What the exercise asks:
From the first line to the last, print the data exactly.

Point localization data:
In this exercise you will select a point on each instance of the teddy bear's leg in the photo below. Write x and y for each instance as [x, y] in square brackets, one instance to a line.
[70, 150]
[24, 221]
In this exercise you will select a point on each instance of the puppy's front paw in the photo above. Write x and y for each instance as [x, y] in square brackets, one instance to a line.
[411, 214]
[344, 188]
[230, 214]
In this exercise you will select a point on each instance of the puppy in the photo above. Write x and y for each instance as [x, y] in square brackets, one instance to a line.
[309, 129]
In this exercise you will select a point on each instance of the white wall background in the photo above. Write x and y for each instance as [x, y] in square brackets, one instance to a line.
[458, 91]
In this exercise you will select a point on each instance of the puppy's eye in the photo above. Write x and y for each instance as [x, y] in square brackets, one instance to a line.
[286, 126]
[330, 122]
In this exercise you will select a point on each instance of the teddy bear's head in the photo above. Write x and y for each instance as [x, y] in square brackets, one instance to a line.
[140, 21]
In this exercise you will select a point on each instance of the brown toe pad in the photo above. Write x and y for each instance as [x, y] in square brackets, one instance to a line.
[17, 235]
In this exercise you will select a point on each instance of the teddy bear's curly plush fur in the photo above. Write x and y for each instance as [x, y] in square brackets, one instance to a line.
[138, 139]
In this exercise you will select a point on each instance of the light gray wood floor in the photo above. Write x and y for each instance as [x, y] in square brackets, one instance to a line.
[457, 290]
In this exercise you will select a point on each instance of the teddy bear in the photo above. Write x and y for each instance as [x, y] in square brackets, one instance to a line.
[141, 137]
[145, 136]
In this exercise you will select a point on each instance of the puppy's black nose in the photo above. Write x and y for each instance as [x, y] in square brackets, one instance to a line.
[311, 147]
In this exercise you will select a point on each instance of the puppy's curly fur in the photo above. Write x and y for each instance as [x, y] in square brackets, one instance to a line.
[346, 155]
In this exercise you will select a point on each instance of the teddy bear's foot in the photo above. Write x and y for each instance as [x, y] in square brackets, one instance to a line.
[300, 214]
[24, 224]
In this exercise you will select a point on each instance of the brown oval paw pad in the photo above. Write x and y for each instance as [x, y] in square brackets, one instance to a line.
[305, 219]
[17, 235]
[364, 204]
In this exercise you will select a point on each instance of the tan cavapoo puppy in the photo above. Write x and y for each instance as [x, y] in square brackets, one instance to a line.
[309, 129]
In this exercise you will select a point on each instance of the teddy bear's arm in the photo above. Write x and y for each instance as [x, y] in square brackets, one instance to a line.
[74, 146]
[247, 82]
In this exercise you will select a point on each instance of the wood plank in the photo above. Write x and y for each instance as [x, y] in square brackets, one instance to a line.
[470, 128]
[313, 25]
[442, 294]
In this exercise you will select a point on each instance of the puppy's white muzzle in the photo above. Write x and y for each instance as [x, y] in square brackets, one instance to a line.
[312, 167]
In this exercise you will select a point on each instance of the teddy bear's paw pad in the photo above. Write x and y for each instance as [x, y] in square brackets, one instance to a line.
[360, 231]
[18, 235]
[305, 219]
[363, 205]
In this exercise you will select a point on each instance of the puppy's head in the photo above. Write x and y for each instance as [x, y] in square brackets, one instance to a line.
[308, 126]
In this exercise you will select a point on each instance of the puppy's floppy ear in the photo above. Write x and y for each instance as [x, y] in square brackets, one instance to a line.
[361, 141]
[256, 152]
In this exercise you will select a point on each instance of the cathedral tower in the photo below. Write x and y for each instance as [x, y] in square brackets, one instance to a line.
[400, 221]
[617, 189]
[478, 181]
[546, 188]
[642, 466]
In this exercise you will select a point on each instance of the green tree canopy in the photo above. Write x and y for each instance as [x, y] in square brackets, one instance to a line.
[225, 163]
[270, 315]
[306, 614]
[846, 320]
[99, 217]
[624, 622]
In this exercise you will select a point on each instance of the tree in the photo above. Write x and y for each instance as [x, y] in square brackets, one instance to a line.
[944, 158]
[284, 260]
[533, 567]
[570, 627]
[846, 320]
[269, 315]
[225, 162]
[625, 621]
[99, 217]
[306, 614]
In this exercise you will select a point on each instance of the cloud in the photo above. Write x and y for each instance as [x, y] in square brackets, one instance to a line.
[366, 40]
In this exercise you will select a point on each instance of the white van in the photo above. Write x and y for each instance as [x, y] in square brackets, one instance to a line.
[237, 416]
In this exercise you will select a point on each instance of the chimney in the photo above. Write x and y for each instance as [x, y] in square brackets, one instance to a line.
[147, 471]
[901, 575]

Task output:
In this exercise you will select a point on each instance of the teddy bear's leg in the photo below. Write x and y for each instance as [x, y] in square brackets, one instance to a line.
[70, 150]
[24, 221]
In this exercise you will select a point on each instance of the puppy's front paw in the photo above. Write x and y for each instance as [x, y] in square brackets, one instance to a line.
[411, 214]
[344, 188]
[230, 214]
In this exercise you will select a point on each instance of the puppy in the photo above. Write x and y for each instance as [x, y] in square brackets, one instance to a line.
[309, 129]
In this exercise you will select a point on each instance of the white wall background in the photo above. Write x and y for each instance as [x, y] in square brackets, one instance to a line.
[458, 91]
In this exercise you will select a point on each instance of the puppy's eye in the photo above. Write x and y for each instance as [x, y] in square brackets, one instance to a line.
[286, 126]
[330, 122]
In this exercise you will select a point on each instance of the teddy bear's head in the photo above. Write x and y for each instance as [x, y] in square brackets, one instance to a line.
[140, 21]
In this exercise you will select a point on each instance of the brown toe pad in the photo above. Write x and y for each instance as [x, y] in square brackets, one instance to a line.
[17, 235]
In this exercise you will select a point on each instance of the teddy bear's curly plush fur in the photo above. Write x and y for each instance as [x, y] in square brackets, one instance to a line.
[138, 139]
In this exercise you will select a point on each instance of the light gray wood floor in the photo above. Write x and y for each instance as [x, y] in square brackets, one instance to a line.
[457, 290]
In this exercise you will select a point on each instance of the teddy bear in the photo above. Write x and y for each instance as [x, y] in square brackets, one instance to a line.
[141, 137]
[145, 136]
In this exercise you will select a point on each instance of the puppy's black nose in the photo above. Write x and y for each instance as [x, y] in square brackets, one instance to a line.
[311, 147]
In this exercise you will select a point on each instance of the puppy's curly fur in the photo above. Write x and y for each instance as [x, y] in square brackets, one instance to a line.
[346, 155]
In this exercise you will select a point on each instance of the teddy bear's foot in the photo above. Write x and y for each instance as [x, y] in square brackets, one instance to a line.
[300, 214]
[24, 224]
In this exercise you will select a point on each instance of the brown oval paw pad in the photo above. Write x and y for each instance as [x, y] in square brackets, one instance to a line.
[305, 219]
[17, 235]
[364, 204]
In this exercise you will select a point on each instance of the tan cavapoo puppy in the photo above. Write x and y for each instance as [x, y] in square brackets, one instance to a line.
[309, 129]
In this exercise you will select a point on each instance of the teddy bear's arm in the photo above. Write x and y for each instance as [x, y] in square brackets, one instance to a line.
[74, 146]
[247, 82]
In this exercise you will select a point on each instance of the wood plank in the photo above. Write x and y for each instance as [x, y] in square brackets, one instance to a line.
[470, 128]
[313, 25]
[442, 294]
In this exercise you will select a point on each instance of the puppy's white muzzle in the photo above. Write x and y for each instance as [x, y] in square brackets, one instance to a line.
[312, 167]
In this exercise you will select a point on each instance of the teddy bear's paw pad in the photo above. Write x and y for each instance as [x, y] in square brackets, one instance to a line.
[360, 231]
[18, 235]
[305, 219]
[363, 205]
In this exercise you will select a point on each instance of the puppy's head in the photo above. Write x and y for each instance as [x, y] in square brackets, one instance to a line.
[308, 126]
In this exercise you will select a point on each instance of the puppy's floppy ear in the photo above. Write x and y for each instance as [x, y] in square brackets, one instance to a line.
[361, 141]
[256, 152]
In this exercise you will select a point on each instance of the cathedral tower in the photo below. Write x and y for each instance as [x, y] in square brackets, one instance to a line.
[400, 221]
[617, 189]
[478, 181]
[546, 188]
[642, 466]
In this exercise you will select a point on each instance of the green tree canopy in the photo above. Write x and y for each instance as [x, y] in square brackets, one instance to a line.
[225, 163]
[270, 315]
[306, 614]
[846, 320]
[99, 217]
[624, 622]
In this exercise you will select a point on each instance of the tree in the photo above. Write x and y for each instance as [x, y] in square brackets, one instance to a line.
[944, 158]
[284, 260]
[533, 567]
[570, 627]
[846, 320]
[269, 315]
[225, 162]
[625, 621]
[99, 217]
[306, 614]
In this exercise you will select a point on each instance of the cloud in the photo above. Write x and y for each instance as [x, y] in square brackets, one instance to a line.
[366, 40]
In this exercise you will select a point on each instance of the white van in the photo above. Write x and y for each instance as [x, y] in square brackets, one instance to a line.
[237, 416]
In this exercise you will select a point on each instance of the chimney in the photo above. Write x and y for each instance as [x, y] in square brackets, one instance to a line.
[147, 471]
[901, 575]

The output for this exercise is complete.